Exercise objective >>
Nothing but the lines from the one that contains "Place one keypoint per instance of the paved plaza" through the end of the listing should appear, set down exactly.

[Object location annotation data]
--- --- ---

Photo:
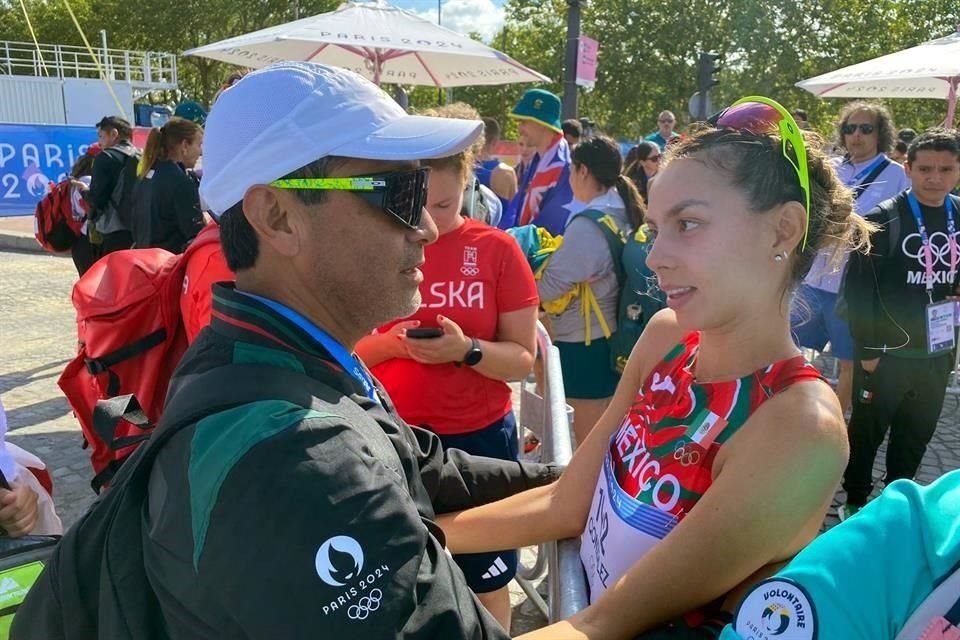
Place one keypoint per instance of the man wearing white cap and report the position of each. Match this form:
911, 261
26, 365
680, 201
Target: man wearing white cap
299, 517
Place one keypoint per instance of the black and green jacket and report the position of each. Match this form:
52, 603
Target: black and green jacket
272, 520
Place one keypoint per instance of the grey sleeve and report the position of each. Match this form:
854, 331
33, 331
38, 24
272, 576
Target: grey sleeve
583, 257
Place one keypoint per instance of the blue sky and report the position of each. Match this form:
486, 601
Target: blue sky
485, 16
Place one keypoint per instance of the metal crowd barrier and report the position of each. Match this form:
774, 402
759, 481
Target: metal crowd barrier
549, 417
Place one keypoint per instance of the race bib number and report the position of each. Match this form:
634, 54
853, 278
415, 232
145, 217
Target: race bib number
777, 609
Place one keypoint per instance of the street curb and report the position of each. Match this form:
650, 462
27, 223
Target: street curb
17, 241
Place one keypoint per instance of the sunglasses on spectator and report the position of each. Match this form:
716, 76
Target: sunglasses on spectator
866, 129
401, 194
763, 116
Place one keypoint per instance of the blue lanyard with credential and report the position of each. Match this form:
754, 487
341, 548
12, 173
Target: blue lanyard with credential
925, 238
863, 173
336, 350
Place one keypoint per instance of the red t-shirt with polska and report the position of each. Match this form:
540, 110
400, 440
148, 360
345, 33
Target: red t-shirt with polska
471, 275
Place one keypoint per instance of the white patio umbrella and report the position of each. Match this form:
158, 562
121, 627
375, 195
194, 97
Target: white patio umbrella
929, 70
380, 42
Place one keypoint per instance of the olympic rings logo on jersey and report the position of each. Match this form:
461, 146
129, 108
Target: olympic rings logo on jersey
365, 606
686, 457
939, 248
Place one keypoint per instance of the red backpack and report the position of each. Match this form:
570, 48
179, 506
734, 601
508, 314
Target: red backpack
131, 339
53, 223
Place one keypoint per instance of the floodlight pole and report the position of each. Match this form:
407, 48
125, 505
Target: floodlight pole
573, 51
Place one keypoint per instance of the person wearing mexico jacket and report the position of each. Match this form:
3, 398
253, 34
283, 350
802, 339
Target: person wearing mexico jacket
272, 519
892, 296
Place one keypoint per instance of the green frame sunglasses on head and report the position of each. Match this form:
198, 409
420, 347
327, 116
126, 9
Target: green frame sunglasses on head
400, 194
760, 115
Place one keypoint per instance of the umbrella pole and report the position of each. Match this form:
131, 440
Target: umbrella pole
952, 101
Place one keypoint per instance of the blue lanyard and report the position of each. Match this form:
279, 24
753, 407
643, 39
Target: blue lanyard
863, 173
337, 351
925, 237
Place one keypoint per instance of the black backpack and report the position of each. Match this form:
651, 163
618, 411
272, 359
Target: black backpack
95, 585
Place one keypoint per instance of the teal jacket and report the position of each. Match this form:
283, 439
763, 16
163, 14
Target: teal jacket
867, 577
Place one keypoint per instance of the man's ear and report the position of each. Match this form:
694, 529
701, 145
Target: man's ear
269, 215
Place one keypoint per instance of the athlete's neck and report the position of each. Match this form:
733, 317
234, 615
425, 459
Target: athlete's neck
733, 352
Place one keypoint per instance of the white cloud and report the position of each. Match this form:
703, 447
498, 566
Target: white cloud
468, 16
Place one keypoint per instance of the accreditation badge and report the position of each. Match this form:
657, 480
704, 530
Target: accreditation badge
940, 327
777, 609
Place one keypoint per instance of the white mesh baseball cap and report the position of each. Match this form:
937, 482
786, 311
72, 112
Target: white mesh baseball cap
289, 114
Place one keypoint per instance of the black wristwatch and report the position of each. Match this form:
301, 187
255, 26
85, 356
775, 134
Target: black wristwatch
473, 356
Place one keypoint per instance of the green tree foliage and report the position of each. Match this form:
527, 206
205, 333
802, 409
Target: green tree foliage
648, 48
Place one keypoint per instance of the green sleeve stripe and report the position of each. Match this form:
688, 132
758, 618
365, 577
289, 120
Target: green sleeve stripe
220, 441
290, 335
245, 353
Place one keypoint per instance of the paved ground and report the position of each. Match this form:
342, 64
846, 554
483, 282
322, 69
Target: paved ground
37, 333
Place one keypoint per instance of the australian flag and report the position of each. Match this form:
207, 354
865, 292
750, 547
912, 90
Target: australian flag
544, 197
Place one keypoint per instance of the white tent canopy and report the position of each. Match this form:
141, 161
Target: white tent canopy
382, 43
929, 70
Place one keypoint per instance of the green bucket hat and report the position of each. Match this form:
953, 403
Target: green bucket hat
191, 111
539, 105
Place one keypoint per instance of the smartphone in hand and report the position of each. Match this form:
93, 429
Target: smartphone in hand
424, 333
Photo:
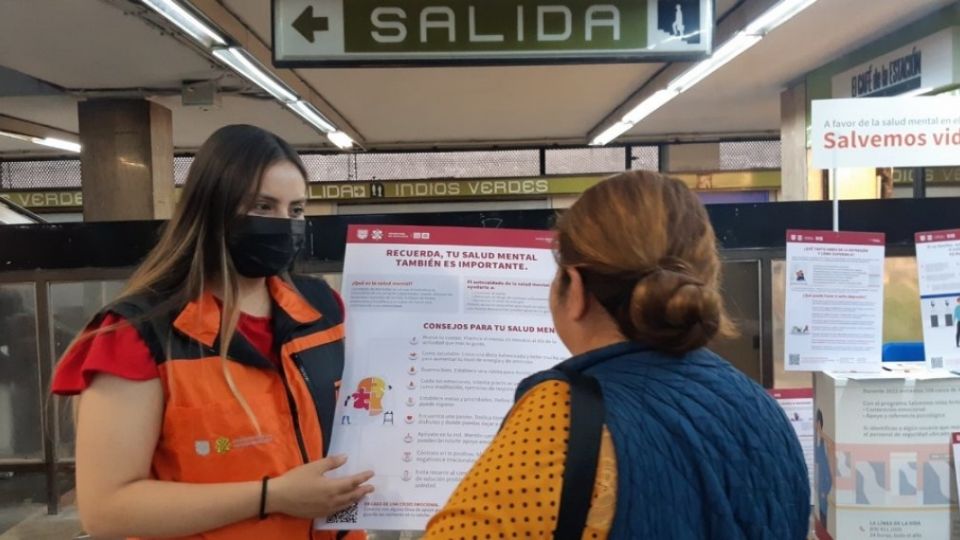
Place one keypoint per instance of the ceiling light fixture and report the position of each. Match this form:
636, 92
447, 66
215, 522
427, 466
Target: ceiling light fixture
777, 15
240, 61
732, 48
312, 116
51, 142
187, 22
182, 15
652, 103
341, 140
720, 57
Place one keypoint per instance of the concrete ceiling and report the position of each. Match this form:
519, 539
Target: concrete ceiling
91, 48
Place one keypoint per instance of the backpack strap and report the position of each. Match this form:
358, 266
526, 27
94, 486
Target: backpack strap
587, 413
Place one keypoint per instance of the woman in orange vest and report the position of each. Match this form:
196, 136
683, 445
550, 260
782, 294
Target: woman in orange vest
207, 390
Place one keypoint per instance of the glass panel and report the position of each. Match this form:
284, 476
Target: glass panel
738, 156
646, 158
741, 294
20, 398
72, 305
45, 174
585, 160
901, 313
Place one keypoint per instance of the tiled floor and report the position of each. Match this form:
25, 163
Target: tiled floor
23, 511
40, 526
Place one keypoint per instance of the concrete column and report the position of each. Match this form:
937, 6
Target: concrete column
793, 144
127, 160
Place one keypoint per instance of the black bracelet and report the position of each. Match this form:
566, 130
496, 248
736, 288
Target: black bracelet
263, 498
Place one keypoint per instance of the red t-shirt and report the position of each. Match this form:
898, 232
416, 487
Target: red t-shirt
122, 353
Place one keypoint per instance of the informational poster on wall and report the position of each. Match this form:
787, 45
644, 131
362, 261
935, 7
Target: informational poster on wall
883, 456
938, 266
955, 444
797, 404
442, 325
834, 308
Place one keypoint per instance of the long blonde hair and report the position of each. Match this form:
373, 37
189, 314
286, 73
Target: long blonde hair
221, 186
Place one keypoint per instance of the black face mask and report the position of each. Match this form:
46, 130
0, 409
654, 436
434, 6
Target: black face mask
264, 247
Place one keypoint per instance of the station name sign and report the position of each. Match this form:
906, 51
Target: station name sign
450, 32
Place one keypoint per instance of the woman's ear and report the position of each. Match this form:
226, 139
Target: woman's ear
577, 301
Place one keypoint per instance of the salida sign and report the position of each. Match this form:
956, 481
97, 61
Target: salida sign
886, 132
392, 32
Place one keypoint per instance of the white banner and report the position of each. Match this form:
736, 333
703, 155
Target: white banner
886, 132
442, 323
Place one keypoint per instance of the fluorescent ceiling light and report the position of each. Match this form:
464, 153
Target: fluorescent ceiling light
740, 42
310, 113
341, 140
51, 142
186, 21
241, 62
647, 106
727, 52
611, 133
777, 15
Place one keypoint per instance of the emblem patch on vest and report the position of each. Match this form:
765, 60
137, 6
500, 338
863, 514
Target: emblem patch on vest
202, 448
223, 445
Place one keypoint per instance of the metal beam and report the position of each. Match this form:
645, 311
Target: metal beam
731, 23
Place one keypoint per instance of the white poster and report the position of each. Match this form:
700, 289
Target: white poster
442, 324
886, 132
938, 266
955, 443
797, 404
834, 313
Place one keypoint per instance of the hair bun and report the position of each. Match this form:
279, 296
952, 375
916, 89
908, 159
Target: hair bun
672, 310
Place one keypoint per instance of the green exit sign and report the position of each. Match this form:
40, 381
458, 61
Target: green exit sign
328, 33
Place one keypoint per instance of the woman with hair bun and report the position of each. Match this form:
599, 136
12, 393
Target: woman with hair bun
643, 433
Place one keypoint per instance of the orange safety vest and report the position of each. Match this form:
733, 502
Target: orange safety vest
207, 437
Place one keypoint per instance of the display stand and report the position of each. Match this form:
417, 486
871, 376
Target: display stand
882, 455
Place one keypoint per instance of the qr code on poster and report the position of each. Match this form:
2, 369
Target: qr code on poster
347, 515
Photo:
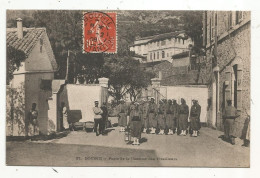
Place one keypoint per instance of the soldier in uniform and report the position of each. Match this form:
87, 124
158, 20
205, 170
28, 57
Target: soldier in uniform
161, 117
169, 117
229, 116
183, 116
97, 118
175, 115
144, 112
195, 117
122, 116
136, 124
33, 122
152, 109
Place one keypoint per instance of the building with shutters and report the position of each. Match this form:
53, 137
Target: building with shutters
33, 79
161, 47
226, 38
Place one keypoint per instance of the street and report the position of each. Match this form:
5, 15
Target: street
85, 149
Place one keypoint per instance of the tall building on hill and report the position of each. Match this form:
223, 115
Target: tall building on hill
226, 37
161, 47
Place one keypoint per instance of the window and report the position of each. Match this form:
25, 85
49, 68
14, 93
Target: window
239, 16
163, 54
46, 85
163, 42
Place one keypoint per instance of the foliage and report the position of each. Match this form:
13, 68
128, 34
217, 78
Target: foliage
15, 110
125, 77
193, 26
64, 29
14, 59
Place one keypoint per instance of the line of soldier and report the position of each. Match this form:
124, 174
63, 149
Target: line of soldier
168, 117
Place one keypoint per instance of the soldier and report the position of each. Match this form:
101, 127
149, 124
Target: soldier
229, 116
169, 117
175, 115
161, 117
195, 117
136, 124
122, 115
144, 112
104, 117
183, 116
152, 109
33, 122
97, 118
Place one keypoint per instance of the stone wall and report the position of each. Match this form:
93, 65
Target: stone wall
233, 48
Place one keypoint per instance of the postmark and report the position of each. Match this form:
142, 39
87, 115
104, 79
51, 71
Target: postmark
99, 32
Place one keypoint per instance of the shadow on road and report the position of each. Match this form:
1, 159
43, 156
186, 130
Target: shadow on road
51, 154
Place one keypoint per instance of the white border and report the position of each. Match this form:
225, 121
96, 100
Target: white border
139, 5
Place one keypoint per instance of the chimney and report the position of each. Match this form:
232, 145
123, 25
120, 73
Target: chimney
19, 28
160, 75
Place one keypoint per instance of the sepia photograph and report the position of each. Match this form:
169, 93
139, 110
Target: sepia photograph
128, 88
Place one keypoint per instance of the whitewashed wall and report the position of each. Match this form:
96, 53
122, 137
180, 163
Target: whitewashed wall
189, 93
82, 97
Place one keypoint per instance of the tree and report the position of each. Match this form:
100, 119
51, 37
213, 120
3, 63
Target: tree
13, 62
125, 76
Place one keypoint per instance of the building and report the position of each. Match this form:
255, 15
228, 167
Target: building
161, 47
226, 37
34, 77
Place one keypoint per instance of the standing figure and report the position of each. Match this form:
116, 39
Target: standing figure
65, 122
122, 116
183, 116
97, 118
104, 118
195, 117
169, 117
33, 122
144, 112
175, 107
229, 116
136, 124
152, 116
161, 117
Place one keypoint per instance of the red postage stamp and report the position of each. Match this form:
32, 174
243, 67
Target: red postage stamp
99, 32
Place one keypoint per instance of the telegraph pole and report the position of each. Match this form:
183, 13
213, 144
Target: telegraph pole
67, 70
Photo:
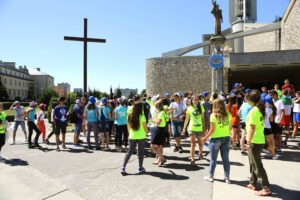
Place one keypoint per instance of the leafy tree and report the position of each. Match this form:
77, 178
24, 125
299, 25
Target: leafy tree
47, 94
3, 92
118, 93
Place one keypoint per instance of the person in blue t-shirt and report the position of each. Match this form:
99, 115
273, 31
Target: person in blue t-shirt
32, 126
91, 114
243, 112
60, 113
78, 124
120, 115
104, 118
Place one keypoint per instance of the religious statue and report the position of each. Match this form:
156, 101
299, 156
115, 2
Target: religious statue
217, 12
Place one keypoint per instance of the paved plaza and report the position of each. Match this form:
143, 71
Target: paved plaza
78, 173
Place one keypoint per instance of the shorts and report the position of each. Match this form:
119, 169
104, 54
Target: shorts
177, 128
286, 122
196, 133
78, 128
21, 123
243, 125
296, 117
276, 129
60, 128
159, 136
268, 131
104, 126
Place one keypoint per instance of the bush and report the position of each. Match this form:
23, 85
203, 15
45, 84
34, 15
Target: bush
53, 99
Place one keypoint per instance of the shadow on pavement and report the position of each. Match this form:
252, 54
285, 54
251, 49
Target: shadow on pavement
15, 162
162, 175
186, 167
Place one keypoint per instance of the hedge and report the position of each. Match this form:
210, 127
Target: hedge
6, 105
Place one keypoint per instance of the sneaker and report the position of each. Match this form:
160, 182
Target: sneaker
175, 149
180, 149
275, 157
142, 170
208, 178
227, 180
123, 172
277, 150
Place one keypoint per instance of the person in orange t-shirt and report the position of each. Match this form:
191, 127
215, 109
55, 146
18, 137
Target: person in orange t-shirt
233, 109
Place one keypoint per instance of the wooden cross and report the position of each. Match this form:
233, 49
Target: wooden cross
85, 40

--- --- ---

Result below >>
Place one keypoint per instance of the paved plaza and report the position of each. Match this form:
143, 71
Target: paved plaza
78, 173
Place one keypoint per instance of the shorts and report the position of each. Match this form:
119, 169
104, 54
Target: shorts
177, 128
286, 122
196, 133
78, 128
21, 123
243, 125
296, 117
276, 129
60, 128
159, 136
268, 131
104, 126
Place one keypoint per instance of the bush and report the position of each. Match this form:
23, 85
203, 15
45, 84
34, 15
Target: bush
53, 99
Place one keypoint per instance of the shadow on pavement and report the position of each. Match this form:
252, 54
285, 54
251, 49
Target: shadow on pavement
15, 162
162, 175
186, 167
Place one keypoint per instance of the hedge and report the position of each. Match this form:
210, 127
Target: hedge
6, 105
Place one keypoint per instance of the sneaker and report the position of each. Match this form:
160, 182
Target: sneaker
175, 149
180, 149
275, 157
142, 170
208, 178
227, 180
123, 172
277, 150
Place one keypoint per instance of the person in orange t-shirt and report the position of each. Match this form:
191, 127
215, 109
55, 146
18, 137
Target: person in orange t-shirt
233, 109
Place one keypoint per instance of the wooden cross and report the position of each. Match this form:
233, 49
Target: wooden cross
85, 40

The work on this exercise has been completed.